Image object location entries
— START —

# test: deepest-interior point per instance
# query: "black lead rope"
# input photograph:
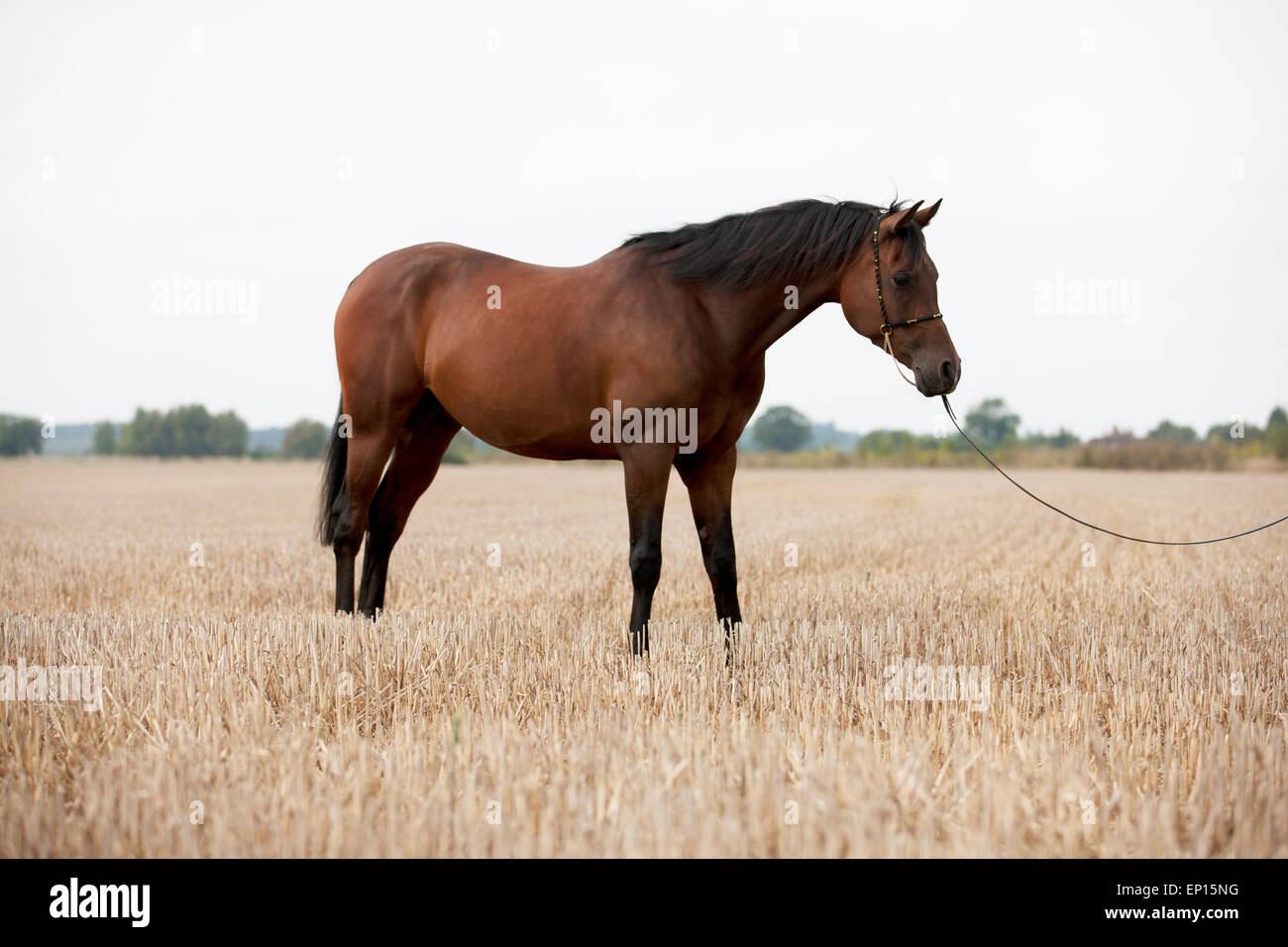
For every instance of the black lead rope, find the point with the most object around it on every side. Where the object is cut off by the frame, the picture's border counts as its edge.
(1083, 522)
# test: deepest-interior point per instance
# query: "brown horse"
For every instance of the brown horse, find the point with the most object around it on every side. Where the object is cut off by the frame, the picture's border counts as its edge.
(539, 361)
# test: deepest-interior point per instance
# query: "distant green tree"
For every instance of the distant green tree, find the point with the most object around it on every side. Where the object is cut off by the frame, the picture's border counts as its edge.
(1172, 433)
(990, 423)
(1276, 433)
(184, 432)
(20, 436)
(104, 438)
(147, 436)
(782, 428)
(1225, 433)
(191, 425)
(228, 436)
(305, 440)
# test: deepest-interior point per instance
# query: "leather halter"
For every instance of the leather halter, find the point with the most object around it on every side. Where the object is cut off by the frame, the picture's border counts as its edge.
(887, 325)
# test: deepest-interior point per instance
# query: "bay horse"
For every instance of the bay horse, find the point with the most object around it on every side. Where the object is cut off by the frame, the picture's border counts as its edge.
(673, 325)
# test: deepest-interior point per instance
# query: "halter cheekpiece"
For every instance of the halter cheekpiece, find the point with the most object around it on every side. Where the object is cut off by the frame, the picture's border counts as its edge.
(887, 325)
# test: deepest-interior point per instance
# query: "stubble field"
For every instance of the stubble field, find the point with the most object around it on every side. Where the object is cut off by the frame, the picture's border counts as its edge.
(1124, 699)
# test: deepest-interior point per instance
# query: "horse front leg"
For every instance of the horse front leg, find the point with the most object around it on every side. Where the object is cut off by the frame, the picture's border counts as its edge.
(648, 470)
(709, 482)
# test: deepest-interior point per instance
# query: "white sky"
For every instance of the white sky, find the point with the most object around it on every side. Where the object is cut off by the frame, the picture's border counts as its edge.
(286, 146)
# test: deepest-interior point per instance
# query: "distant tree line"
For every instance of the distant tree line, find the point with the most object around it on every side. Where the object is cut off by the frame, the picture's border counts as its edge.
(20, 436)
(189, 431)
(784, 429)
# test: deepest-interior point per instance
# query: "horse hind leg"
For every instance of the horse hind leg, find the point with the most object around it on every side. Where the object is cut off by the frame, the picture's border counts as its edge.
(372, 440)
(417, 455)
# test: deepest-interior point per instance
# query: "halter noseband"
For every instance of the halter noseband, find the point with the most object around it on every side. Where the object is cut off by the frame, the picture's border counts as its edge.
(887, 325)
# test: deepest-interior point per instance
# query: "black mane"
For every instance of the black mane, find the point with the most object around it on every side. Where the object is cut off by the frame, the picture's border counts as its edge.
(791, 241)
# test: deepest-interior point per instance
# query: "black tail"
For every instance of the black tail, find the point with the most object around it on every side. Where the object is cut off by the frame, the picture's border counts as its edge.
(333, 479)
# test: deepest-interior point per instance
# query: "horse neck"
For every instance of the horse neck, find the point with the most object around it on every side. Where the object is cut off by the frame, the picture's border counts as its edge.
(754, 318)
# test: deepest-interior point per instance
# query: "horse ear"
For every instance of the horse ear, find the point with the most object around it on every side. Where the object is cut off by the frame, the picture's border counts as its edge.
(925, 214)
(903, 218)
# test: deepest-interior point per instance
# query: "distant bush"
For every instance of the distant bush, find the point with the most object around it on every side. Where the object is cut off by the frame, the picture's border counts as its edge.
(104, 438)
(305, 440)
(20, 436)
(184, 432)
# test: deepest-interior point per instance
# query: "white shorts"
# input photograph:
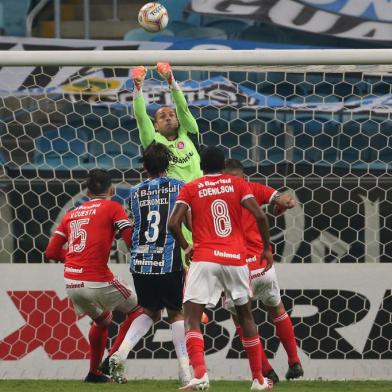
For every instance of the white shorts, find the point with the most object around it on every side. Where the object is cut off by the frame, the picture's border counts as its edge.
(265, 288)
(94, 298)
(205, 282)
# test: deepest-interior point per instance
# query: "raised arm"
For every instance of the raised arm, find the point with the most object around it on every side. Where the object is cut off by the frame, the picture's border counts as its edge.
(144, 123)
(184, 115)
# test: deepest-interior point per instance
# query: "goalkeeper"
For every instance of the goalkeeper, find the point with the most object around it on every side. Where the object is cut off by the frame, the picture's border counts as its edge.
(171, 127)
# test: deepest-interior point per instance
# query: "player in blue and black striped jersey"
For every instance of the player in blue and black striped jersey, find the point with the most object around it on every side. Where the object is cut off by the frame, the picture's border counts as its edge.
(154, 250)
(155, 261)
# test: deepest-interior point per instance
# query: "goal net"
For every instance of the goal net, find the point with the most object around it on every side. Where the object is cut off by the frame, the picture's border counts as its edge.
(322, 132)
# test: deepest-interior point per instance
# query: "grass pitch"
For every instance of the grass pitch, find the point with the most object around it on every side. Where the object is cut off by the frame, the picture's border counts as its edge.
(170, 386)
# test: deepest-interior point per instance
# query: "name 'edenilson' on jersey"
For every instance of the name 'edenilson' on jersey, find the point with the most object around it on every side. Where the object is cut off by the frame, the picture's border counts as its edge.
(154, 250)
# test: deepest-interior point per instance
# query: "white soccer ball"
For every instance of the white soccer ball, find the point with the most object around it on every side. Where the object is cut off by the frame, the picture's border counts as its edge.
(153, 17)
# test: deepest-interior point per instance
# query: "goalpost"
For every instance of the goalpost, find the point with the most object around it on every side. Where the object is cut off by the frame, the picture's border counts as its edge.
(315, 122)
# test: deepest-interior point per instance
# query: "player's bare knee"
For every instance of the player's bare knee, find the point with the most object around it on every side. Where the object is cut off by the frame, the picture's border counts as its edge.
(104, 319)
(154, 314)
(174, 315)
(275, 310)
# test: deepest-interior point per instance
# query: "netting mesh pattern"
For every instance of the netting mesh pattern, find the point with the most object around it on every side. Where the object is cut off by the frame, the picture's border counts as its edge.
(324, 136)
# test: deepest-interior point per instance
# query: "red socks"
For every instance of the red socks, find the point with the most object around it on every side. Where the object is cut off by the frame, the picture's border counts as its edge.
(97, 337)
(285, 332)
(195, 347)
(265, 365)
(122, 331)
(252, 346)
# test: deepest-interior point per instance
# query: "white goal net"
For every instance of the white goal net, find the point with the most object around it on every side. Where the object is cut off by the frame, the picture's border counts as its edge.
(321, 132)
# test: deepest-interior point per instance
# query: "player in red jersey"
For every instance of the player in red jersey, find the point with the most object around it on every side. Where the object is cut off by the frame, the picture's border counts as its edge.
(218, 259)
(89, 231)
(264, 283)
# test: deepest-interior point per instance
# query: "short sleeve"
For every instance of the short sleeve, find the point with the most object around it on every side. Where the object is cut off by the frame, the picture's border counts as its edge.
(120, 218)
(62, 229)
(184, 196)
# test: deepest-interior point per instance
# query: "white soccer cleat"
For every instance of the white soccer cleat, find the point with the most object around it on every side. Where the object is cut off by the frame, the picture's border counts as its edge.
(197, 384)
(184, 375)
(266, 385)
(117, 369)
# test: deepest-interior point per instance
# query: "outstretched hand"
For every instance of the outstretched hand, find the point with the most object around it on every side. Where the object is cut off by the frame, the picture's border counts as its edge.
(165, 70)
(137, 75)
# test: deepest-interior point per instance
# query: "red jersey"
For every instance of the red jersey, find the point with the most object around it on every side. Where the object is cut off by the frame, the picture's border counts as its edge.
(216, 205)
(254, 244)
(89, 230)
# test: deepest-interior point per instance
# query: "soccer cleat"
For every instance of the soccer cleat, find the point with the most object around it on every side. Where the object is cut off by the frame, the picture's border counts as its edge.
(272, 376)
(184, 375)
(137, 75)
(197, 384)
(295, 371)
(104, 366)
(164, 69)
(96, 378)
(266, 385)
(117, 369)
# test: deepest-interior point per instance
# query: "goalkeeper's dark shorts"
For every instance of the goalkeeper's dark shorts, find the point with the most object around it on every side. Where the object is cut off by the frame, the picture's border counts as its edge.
(155, 292)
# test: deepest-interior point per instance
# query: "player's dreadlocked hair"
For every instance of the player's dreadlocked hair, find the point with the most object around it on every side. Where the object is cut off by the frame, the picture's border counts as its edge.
(233, 164)
(98, 181)
(212, 160)
(156, 159)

— END —

== Challenge ==
How many lines in the material above contain the string "green"? Case counts, so match capitalization exactly, and reply with the number alone.

== Written answer ==
2